'''

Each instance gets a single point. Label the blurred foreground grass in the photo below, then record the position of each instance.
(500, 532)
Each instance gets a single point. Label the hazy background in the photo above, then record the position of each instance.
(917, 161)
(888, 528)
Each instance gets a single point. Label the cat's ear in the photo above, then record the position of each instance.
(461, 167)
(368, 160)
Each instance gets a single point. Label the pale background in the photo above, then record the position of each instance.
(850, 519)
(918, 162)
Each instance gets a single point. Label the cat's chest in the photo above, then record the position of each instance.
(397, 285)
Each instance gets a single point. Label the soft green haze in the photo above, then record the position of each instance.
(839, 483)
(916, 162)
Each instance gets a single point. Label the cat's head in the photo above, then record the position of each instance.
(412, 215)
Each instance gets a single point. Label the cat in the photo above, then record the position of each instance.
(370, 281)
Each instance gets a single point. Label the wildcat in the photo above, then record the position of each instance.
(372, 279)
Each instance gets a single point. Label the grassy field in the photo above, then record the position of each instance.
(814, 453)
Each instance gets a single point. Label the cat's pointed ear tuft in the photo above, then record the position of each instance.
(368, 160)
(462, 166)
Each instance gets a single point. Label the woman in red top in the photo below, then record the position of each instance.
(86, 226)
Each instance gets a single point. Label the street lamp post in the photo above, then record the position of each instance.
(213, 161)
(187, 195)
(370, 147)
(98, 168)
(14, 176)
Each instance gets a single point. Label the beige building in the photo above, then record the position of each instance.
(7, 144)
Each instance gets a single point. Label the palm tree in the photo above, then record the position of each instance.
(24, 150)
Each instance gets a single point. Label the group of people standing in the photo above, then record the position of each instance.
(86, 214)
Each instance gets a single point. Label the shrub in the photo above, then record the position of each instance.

'''

__EXERCISE OBJECTIVE__:
Reproduce exactly the line containing "Each instance gets a single point. Label the soft" and every line after it through the end of the records above, and nothing else.

__EXERCISE OUTPUT__:
Each instance gets a single point. Label the soft green haze in the photo above, then record the position of each instance.
(839, 483)
(916, 162)
Each instance gets a single point. Label the cat's head in the photo above, then record the position of each instance.
(412, 215)
Each instance gets a single point. Label the cat in the photo above, then record the position of each instance.
(370, 281)
Each instance gets a single point. Label the wildcat in the photo above, then record the position of each instance.
(372, 279)
Each instance gets a single point. Label the grassy field in the photo above, then record the position of each instance.
(814, 453)
Each instance gets a single point. Label the cat's pointed ear tuft in the photo above, then record the position of each instance.
(368, 160)
(462, 166)
Each instance gets a single point. Label the woman in red top in the photo below, then record the position of each instance.
(86, 226)
Each instance gets a single point. Label the street lamp post in the photo above, then record the position of each instance.
(213, 161)
(187, 195)
(370, 147)
(98, 168)
(14, 176)
Each instance gets a single point. Label the beige building in the photo above, then record the position of each instance.
(7, 144)
Each instance gets a single point. Label the palm tree in the photo above, then record the position of each instance.
(24, 150)
Each instance gets a single point. Label the group of people standing in the photo above, then record the position of each instance.
(86, 214)
Each instance gets a single point. Label the shrub in the photo above, then record the position of each instance.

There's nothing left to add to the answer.